Exercise set:
1. In the pole barn financing thread, what does one poster say anyone loaning money will want to see?
2. Please continue the pole barn financing thread from where it stops.

Source passage:
━━━━━━━━━━━━━━━━━━━━━━━━━━━━━━

# financing a pole barn...



## gunslinger

Maybe speak to your county agricultural extension agent, or the local Farm Bureau?


----------



## Born2Ride

Hmm, i'll have to look them up. Anybody else have any ideas.
_Posted via Mobile Device_


----------



## PaintHorseMares

Since you're talking about starting a business, try the Small Business Administration. Regardless if where you look for a loan, though, make sure you have a written business plan...anyone loaning money will want to see it.


----------



## l8rgator

We will likely be inheriting some land in the future, so we've been keeping our eye on arenas for a couple of years now.

I went to look at a horse last year and it happened to be at a stable that had a clearspan building. It was an awful day - so windy I honestly had trouble walking. We went inside this arena, and it was silent in there. And it was so bright and sunny. I likely would not have considered this before, but honestly we loved it. Honestly I think I like it better than steel buildings, just because of the bright airy feel. Made it feel bigger.

Pros:
- Cheaper to build
- Can be put up yourself (not that I would do that!)

━━━━━━━━━━━━━━━━━━━━━━━━━━━━━━

Dataset:
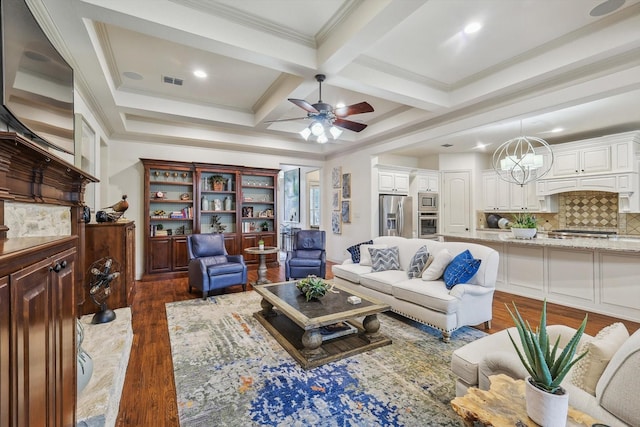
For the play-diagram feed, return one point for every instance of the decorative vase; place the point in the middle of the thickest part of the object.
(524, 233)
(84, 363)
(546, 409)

━━━━━━━━━━━━━━━━━━━━━━━━━━━━━━

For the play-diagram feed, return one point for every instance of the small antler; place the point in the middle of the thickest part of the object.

━━━━━━━━━━━━━━━━━━━━━━━━━━━━━━

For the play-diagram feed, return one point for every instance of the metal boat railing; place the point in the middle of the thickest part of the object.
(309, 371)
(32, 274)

━━━━━━━━━━━━━━━━━━━━━━━━━━━━━━

Expected responses:
1. A written business plan.

2.
- Can be expanded in length easily. Just add more arches and fabric sections in the middle.
- Can be disassembled and moved if you move.
- Bright during the day time. Looks cute from the outside with the lights on at night too (at least in the pictures)
- Less foundation cost.
- 20 degrees warmer in winter and cooler in summer than a steel building.

Cons:
- I don't know how long a steel building lasts, (as per the rep) but the fabric of clearspan has a life expectancy of 15-20 years. It costs about 10% of the building cost. The frame is more like 50 years. They boast a 0% failure rate (never had one collapse), even in 150mph hurricane zones and over 100lb snow loads. And the buildings are engineered. There was another fabric structure company that didn't properly engineer their buildings, and it was put out of business when the Dallas Cowboy's structure failed: Dallas Cowboy Stadium Collapse – Anatomy of a Gridiron collapse - Popular Mechanics . If a tornado threw a tree into it or something, I would expect that steel would be more likely to not tear then fabric.
- Some areas might now allow it, as fabric structures are prohibited. Our county appears to prohibit it.
- The warranty is 15 years. 
- Your homeowner's insurance may not cover it.


----------



## l8rgator

Did you get any quotes from anyone? 

I'm leaning towards a clearspan someday, but am not sure of how big I'd be able to afford, or the cost of accessories (lights, ventilation, doors) and foundation options. So I'd be interested if anyone has any information on what they paid for foundations (even on steel buildings), footing, and accessories. I'll post the question elsewhere as to not hijack this thread.


----------



## Born2Ride

l8rgator said:


> We will likely be inheriting some land in the future, so we've been keeping our eye on arenas for a couple of years now.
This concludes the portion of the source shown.